◆ Aim of the exercise ◆
Each line from the one that contains "x=461, y=50" to the end of the material must be set down exactly, and no line before it.

◆ Extracted data ◆
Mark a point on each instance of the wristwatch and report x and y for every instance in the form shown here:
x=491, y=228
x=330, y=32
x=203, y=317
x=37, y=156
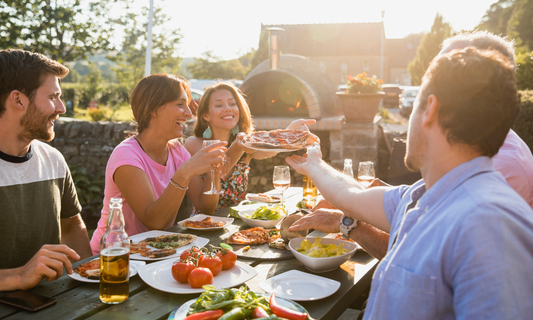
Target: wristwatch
x=346, y=225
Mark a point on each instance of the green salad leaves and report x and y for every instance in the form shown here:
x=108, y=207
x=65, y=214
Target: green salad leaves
x=269, y=212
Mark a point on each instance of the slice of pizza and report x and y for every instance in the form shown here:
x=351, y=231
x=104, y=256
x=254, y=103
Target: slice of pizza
x=257, y=235
x=158, y=253
x=280, y=139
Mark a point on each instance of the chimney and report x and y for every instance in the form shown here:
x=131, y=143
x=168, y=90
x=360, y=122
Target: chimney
x=274, y=41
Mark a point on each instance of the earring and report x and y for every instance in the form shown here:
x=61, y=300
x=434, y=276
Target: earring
x=235, y=130
x=208, y=134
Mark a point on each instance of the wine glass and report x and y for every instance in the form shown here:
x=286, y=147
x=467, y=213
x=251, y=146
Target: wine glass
x=213, y=189
x=281, y=179
x=366, y=174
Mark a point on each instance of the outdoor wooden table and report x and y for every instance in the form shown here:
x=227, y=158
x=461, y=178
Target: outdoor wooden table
x=79, y=300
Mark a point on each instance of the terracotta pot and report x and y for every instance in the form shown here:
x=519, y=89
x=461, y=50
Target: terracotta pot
x=360, y=107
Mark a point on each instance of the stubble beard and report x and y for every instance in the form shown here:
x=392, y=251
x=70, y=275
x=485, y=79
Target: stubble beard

◆ Solution to this exercise ◆
x=461, y=50
Target: terracotta pot
x=360, y=107
Mark a point on each instance of the stubble beard and report x and y for every instance in the form shown here:
x=392, y=251
x=70, y=275
x=485, y=79
Target: stubble beard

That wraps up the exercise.